What is being asked: Copy out the material below word for word, from the line that contains "Please locate the downy" through the end of the material, and leave out the pictures.

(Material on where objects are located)
▬▬▬

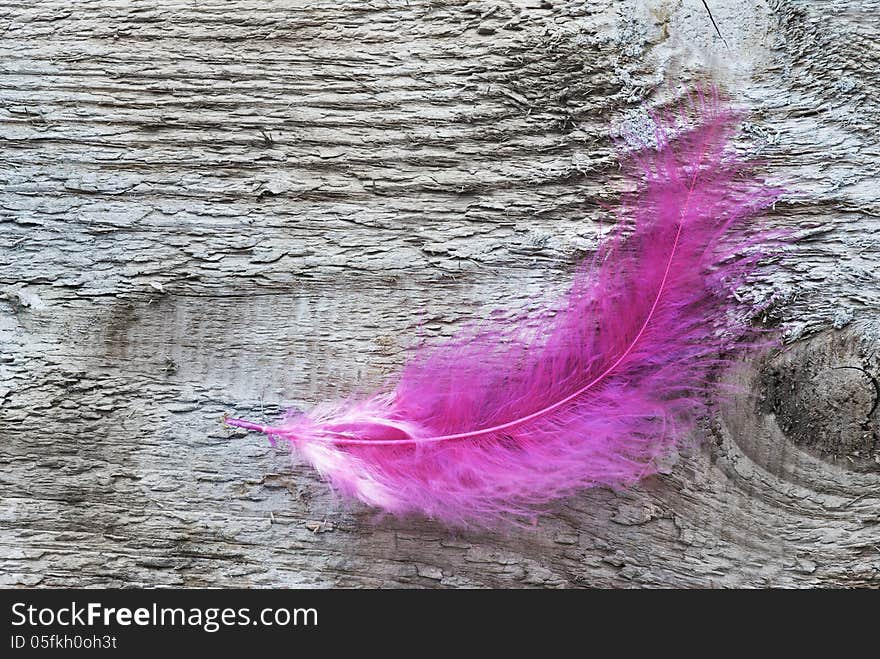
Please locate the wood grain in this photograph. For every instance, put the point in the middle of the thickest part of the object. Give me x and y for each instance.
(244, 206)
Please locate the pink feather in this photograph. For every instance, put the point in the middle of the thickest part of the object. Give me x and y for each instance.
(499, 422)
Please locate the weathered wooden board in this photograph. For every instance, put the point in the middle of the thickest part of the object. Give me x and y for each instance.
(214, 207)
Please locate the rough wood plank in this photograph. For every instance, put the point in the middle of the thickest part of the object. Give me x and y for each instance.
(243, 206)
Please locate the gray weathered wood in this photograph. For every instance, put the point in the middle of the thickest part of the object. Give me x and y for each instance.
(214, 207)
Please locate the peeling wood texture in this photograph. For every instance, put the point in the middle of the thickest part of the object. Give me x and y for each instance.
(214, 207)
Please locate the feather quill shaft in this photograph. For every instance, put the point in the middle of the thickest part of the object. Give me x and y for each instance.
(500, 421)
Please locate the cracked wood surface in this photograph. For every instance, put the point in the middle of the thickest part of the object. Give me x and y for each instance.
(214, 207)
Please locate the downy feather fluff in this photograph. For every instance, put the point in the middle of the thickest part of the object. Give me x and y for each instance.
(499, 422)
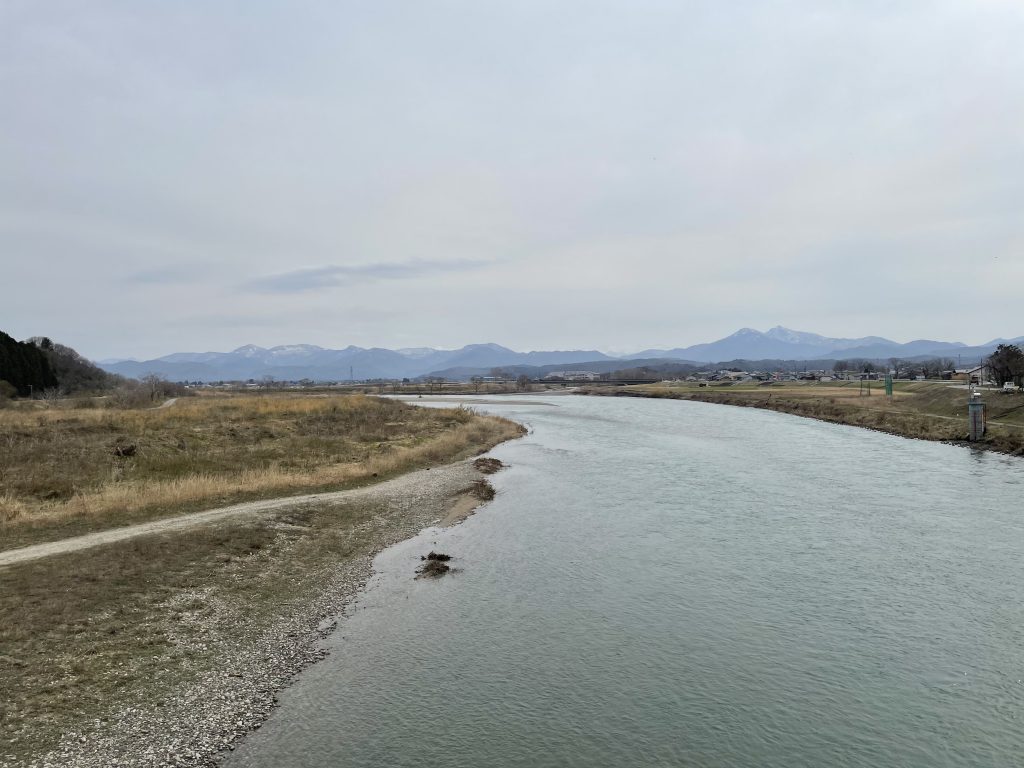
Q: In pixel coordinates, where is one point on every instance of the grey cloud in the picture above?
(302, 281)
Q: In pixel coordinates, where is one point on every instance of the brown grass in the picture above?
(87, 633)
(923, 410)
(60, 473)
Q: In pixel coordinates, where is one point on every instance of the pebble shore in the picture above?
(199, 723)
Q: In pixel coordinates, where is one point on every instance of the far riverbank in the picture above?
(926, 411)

▬▬▬

Solution to this problem:
Please locate the downy feather fluff in this photograph. For every instance, put the point in the middle of the thickest part of the object. Give me x and y for each instance.
(499, 422)
Q: In pixel coordinates, where is one point on every instance of the grey cloud in the picture above?
(302, 281)
Q: In pixel coordinates, where is one point on every instance of the brown grass in the picture above?
(87, 633)
(923, 410)
(60, 473)
Q: In pixel coordinates, where is one point on every instance of the pebble shore in the picture above?
(199, 723)
Q: In pixel coordinates, where is one point on every instance of the far riverbank in the picture above?
(926, 411)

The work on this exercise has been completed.